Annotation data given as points
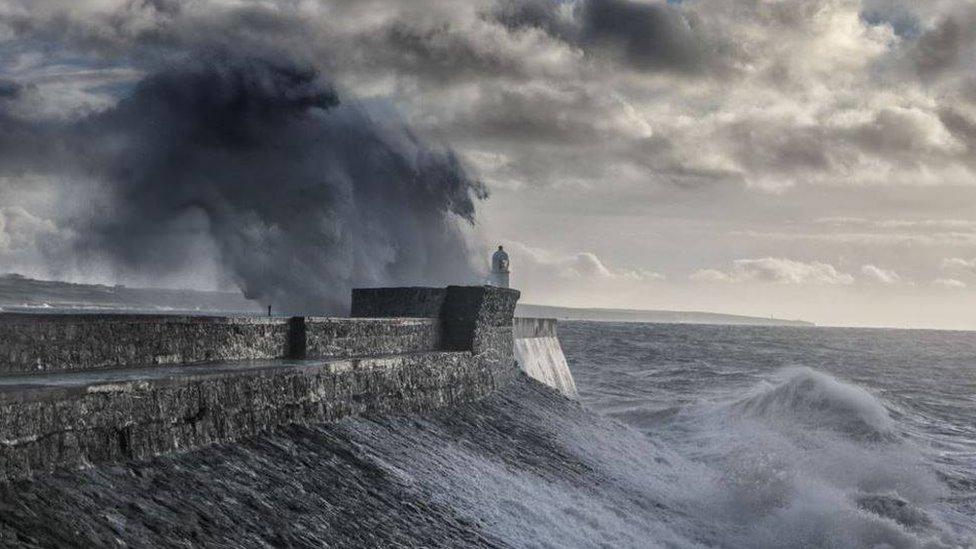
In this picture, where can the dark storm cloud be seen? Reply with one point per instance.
(9, 89)
(304, 197)
(948, 44)
(650, 36)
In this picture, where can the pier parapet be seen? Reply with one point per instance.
(83, 389)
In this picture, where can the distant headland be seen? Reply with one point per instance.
(654, 316)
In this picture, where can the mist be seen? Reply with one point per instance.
(303, 194)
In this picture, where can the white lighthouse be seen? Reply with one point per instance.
(499, 269)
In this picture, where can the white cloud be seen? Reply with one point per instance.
(776, 270)
(879, 275)
(949, 283)
(958, 264)
(583, 266)
(710, 275)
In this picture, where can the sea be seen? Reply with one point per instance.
(795, 436)
(681, 436)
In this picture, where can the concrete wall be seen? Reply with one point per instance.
(40, 431)
(76, 418)
(350, 337)
(46, 343)
(538, 354)
(77, 342)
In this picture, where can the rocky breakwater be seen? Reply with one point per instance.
(117, 387)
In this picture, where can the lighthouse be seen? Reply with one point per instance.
(499, 269)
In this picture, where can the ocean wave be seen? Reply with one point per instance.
(804, 397)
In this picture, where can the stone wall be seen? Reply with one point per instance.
(136, 419)
(345, 337)
(75, 418)
(46, 343)
(78, 342)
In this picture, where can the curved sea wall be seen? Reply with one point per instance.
(538, 353)
(84, 389)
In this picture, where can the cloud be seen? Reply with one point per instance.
(303, 196)
(880, 276)
(540, 264)
(20, 230)
(949, 283)
(776, 270)
(958, 264)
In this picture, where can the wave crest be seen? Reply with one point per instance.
(817, 401)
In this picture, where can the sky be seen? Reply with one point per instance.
(804, 159)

== Brief ==
Retype all of the material above word for word, keeping every line and coordinate. Leave the pictures out of your answer.

== Answer to this problem ==
In this picture, where can the dark storm cloud be seen? Reply with one point per instance.
(9, 89)
(304, 197)
(948, 44)
(650, 36)
In this picture, where can the pier parapet be seen? Reply with one point per instance.
(83, 389)
In this picture, where can the distant headland be seen? Reply with one point per instance.
(654, 316)
In this picture, where can the mist be seen? Reply with one point per instance.
(303, 194)
In this picture, where can the white lighthouse be seen? Reply with one point per instance.
(499, 269)
In this picture, where can the white cloud be seen? Reply with one point per instance.
(776, 270)
(879, 275)
(949, 283)
(958, 264)
(583, 266)
(710, 275)
In this picture, where can the sea be seen? Reply with one point per instance.
(795, 436)
(681, 436)
In this picture, where can the concrete wall be seen? Reply with one point per instance.
(40, 431)
(76, 418)
(350, 337)
(46, 343)
(538, 354)
(77, 342)
In this picture, where can the rocky breakwater be seen? Reply with one point per instance.
(117, 387)
In this picture, where can the lighthouse be seen? Reply with one point per instance.
(499, 269)
In this picture, where can the ocean wave be seen? Reply with one point per instance.
(804, 397)
In this picture, where can the stone wall be seen? Reply with one point per instance.
(136, 419)
(345, 337)
(75, 418)
(46, 343)
(78, 342)
In this picture, where can the curved sea wall be seen? Reply with one point per instance.
(538, 353)
(84, 389)
In this picture, where can the cloud be seen? Reply with one point per instance.
(303, 196)
(880, 276)
(540, 264)
(20, 230)
(949, 283)
(776, 270)
(958, 264)
In this picture, where can the wave crest be seen? Reply with one point per instance.
(817, 401)
In this picture, where can the sky be seen? Reply with one point per instance.
(804, 159)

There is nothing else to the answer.